What to produce -> May I please have every record restated word for word, with the images left out?
======== Material to process ========
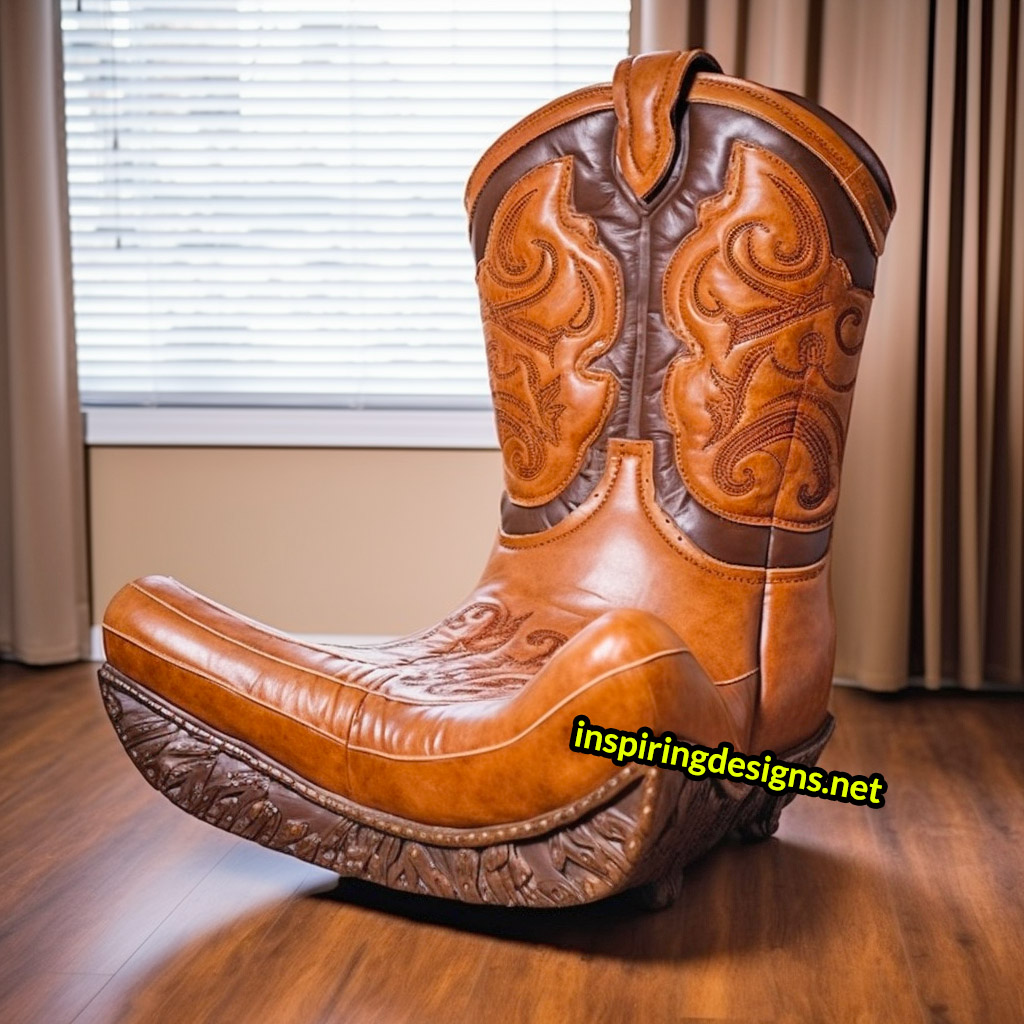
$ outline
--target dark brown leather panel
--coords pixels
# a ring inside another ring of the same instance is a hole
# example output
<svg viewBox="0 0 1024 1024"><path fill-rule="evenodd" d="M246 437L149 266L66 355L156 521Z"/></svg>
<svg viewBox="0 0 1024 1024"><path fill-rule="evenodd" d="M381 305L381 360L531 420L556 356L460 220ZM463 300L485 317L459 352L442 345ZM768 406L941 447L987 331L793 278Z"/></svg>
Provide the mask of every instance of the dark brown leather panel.
<svg viewBox="0 0 1024 1024"><path fill-rule="evenodd" d="M577 89L567 96L559 96L545 104L539 110L514 124L507 132L500 135L487 148L477 161L466 182L463 202L466 213L472 219L476 210L480 192L490 180L491 175L511 157L516 150L528 145L537 136L568 124L576 118L592 114L598 110L612 108L612 86L610 82L602 85L591 85Z"/></svg>
<svg viewBox="0 0 1024 1024"><path fill-rule="evenodd" d="M819 575L798 581L768 576L760 655L765 711L751 737L753 750L778 752L826 713L836 644L830 573L826 565ZM811 680L820 682L808 685Z"/></svg>

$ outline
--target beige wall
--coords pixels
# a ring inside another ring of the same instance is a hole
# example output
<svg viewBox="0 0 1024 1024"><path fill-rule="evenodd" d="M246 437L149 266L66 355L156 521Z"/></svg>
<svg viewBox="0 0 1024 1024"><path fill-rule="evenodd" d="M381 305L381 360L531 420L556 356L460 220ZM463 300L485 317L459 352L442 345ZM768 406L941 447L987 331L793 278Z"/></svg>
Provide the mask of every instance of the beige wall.
<svg viewBox="0 0 1024 1024"><path fill-rule="evenodd" d="M165 573L293 632L419 629L476 582L500 489L497 451L92 448L93 621Z"/></svg>

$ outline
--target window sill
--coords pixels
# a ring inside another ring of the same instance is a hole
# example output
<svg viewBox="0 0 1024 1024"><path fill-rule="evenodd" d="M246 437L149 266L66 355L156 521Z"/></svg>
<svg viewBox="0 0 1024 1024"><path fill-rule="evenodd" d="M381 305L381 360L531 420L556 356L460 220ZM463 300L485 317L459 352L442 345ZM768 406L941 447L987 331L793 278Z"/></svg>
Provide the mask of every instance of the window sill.
<svg viewBox="0 0 1024 1024"><path fill-rule="evenodd" d="M86 406L90 447L496 449L489 409Z"/></svg>

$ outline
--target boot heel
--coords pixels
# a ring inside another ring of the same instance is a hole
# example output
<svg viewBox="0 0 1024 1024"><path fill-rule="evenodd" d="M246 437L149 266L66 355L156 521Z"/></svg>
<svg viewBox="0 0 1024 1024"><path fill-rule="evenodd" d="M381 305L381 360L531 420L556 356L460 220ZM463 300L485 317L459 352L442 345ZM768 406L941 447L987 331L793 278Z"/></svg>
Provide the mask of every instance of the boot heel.
<svg viewBox="0 0 1024 1024"><path fill-rule="evenodd" d="M648 882L633 890L633 900L641 910L665 910L683 894L683 872L673 871L656 882Z"/></svg>
<svg viewBox="0 0 1024 1024"><path fill-rule="evenodd" d="M734 830L736 838L744 843L760 843L775 835L779 830L779 822L782 820L782 809L792 799L792 793L769 799L767 804L747 821L736 826Z"/></svg>
<svg viewBox="0 0 1024 1024"><path fill-rule="evenodd" d="M783 761L812 768L818 763L825 744L835 729L835 719L829 715L825 724L805 743L784 754ZM783 808L793 802L795 793L766 793L755 789L744 801L734 835L745 843L758 843L775 835L779 829Z"/></svg>
<svg viewBox="0 0 1024 1024"><path fill-rule="evenodd" d="M780 755L780 760L810 768L835 728L829 715L821 728L799 746ZM684 870L727 835L741 842L759 842L775 834L782 810L792 802L793 793L768 793L751 787L739 798L731 796L716 781L684 779L675 796L666 790L666 817L658 838L647 855L661 865L653 877L633 890L636 905L644 910L663 910L682 894Z"/></svg>

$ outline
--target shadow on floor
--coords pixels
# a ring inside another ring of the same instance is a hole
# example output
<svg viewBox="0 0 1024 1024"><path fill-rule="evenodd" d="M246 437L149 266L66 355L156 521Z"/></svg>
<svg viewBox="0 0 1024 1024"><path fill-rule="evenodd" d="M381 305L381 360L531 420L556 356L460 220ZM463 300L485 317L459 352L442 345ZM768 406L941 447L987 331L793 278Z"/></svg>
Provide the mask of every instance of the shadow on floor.
<svg viewBox="0 0 1024 1024"><path fill-rule="evenodd" d="M875 875L853 857L776 839L720 848L659 912L628 896L509 910L321 881L192 938L91 1009L154 1024L184 1019L185 1005L193 1021L461 1021L497 1006L518 1009L491 1019L681 1019L664 1016L664 1000L680 998L670 979L710 973L718 991L726 971L743 987L746 976L770 974L780 948L813 988L823 965L843 962L846 928L863 922L865 901L885 889ZM519 1005L528 991L529 1006ZM644 1006L651 1015L635 1016Z"/></svg>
========
Output of the task ->
$ outline
--target dark brown leather panel
--coords pixels
# a ring inside another ring of the same instance is a hole
# example output
<svg viewBox="0 0 1024 1024"><path fill-rule="evenodd" d="M246 437L149 266L66 355L156 521Z"/></svg>
<svg viewBox="0 0 1024 1024"><path fill-rule="evenodd" d="M381 305L381 360L531 420L556 356L460 220ZM463 300L485 317L459 352L442 345ZM768 406L941 447L987 331L793 278Z"/></svg>
Provide the mask of every instance of the dark brown leather panel.
<svg viewBox="0 0 1024 1024"><path fill-rule="evenodd" d="M577 89L567 96L559 96L545 104L539 110L514 124L507 132L500 135L487 148L477 161L466 182L463 202L466 213L472 219L476 210L480 192L490 180L491 175L511 157L516 150L528 145L537 136L568 124L576 118L592 114L598 110L612 108L612 86L610 82L602 85L591 85Z"/></svg>
<svg viewBox="0 0 1024 1024"><path fill-rule="evenodd" d="M819 575L798 581L768 576L760 655L765 711L751 737L753 750L778 752L826 713L836 644L830 573L826 565ZM811 680L820 682L808 685Z"/></svg>

$ outline
--target beige wall
--coords pixels
# a ring inside another ring of the same instance is a hole
# example output
<svg viewBox="0 0 1024 1024"><path fill-rule="evenodd" d="M246 437L149 266L66 355L156 521Z"/></svg>
<svg viewBox="0 0 1024 1024"><path fill-rule="evenodd" d="M381 305L381 360L531 420L556 356L460 220ZM463 300L485 317L459 352L442 345ZM768 406L941 447L987 331L793 278Z"/></svg>
Provide the mask of every instance of the beige wall.
<svg viewBox="0 0 1024 1024"><path fill-rule="evenodd" d="M165 573L293 632L419 629L476 582L500 489L497 451L92 448L93 621Z"/></svg>

$ outline
--target window sill
--coords pixels
# a ring inside another ring of the same instance is a hole
# example output
<svg viewBox="0 0 1024 1024"><path fill-rule="evenodd" d="M246 437L149 266L66 355L156 521Z"/></svg>
<svg viewBox="0 0 1024 1024"><path fill-rule="evenodd" d="M381 305L381 360L531 420L556 356L460 220ZM463 300L485 317L459 352L442 345ZM768 406L941 447L987 331L793 278Z"/></svg>
Provide the mask of every instance of the window sill.
<svg viewBox="0 0 1024 1024"><path fill-rule="evenodd" d="M86 406L90 447L496 449L489 409Z"/></svg>

$ outline
--target boot heel
--coords pixels
# a ring inside another ring of the same instance is a hole
# example output
<svg viewBox="0 0 1024 1024"><path fill-rule="evenodd" d="M246 437L149 266L66 355L156 521Z"/></svg>
<svg viewBox="0 0 1024 1024"><path fill-rule="evenodd" d="M381 305L381 360L531 420L556 356L460 220ZM463 300L485 317L459 352L442 345ZM768 406L941 447L987 331L793 278Z"/></svg>
Provide the mask of every instance of the boot heel.
<svg viewBox="0 0 1024 1024"><path fill-rule="evenodd" d="M648 882L633 890L633 900L641 910L665 910L683 894L683 872L673 871L656 882Z"/></svg>
<svg viewBox="0 0 1024 1024"><path fill-rule="evenodd" d="M734 830L736 838L744 843L760 843L775 835L779 830L779 822L782 820L782 809L792 799L792 793L769 799L767 804L747 821L736 826Z"/></svg>
<svg viewBox="0 0 1024 1024"><path fill-rule="evenodd" d="M783 761L812 768L818 763L825 744L835 729L835 719L829 715L825 724L805 743L784 754ZM783 808L793 802L795 793L766 793L755 789L744 801L734 835L745 843L758 843L775 835L779 829Z"/></svg>
<svg viewBox="0 0 1024 1024"><path fill-rule="evenodd" d="M780 755L780 760L810 768L835 728L829 715L821 728L799 746ZM684 870L727 835L741 842L759 842L775 834L782 810L792 802L793 793L768 793L751 787L739 798L731 796L716 781L684 779L675 796L666 790L666 817L658 838L647 855L661 865L653 877L633 890L636 905L644 910L663 910L682 894Z"/></svg>

$ outline
--target shadow on floor
--coords pixels
# a ring inside another ring of the same instance is a hole
# example output
<svg viewBox="0 0 1024 1024"><path fill-rule="evenodd" d="M246 437L149 266L66 355L156 521Z"/></svg>
<svg viewBox="0 0 1024 1024"><path fill-rule="evenodd" d="M381 305L381 360L531 420L556 356L460 220ZM463 300L485 317L459 352L442 345ZM768 406L941 447L987 331L793 278Z"/></svg>
Provide the mask of every instance of the shadow on floor.
<svg viewBox="0 0 1024 1024"><path fill-rule="evenodd" d="M875 875L853 857L776 839L720 848L659 912L628 896L509 910L321 881L192 938L91 1009L154 1024L184 1019L185 1005L193 1021L461 1021L497 1006L518 1009L491 1019L681 1019L664 1016L664 1000L680 998L670 979L710 973L718 991L726 971L743 987L746 976L770 974L780 948L813 988L823 965L843 962L846 928L863 922L865 901L885 889ZM519 1005L528 991L529 1006ZM644 1006L651 1015L635 1016Z"/></svg>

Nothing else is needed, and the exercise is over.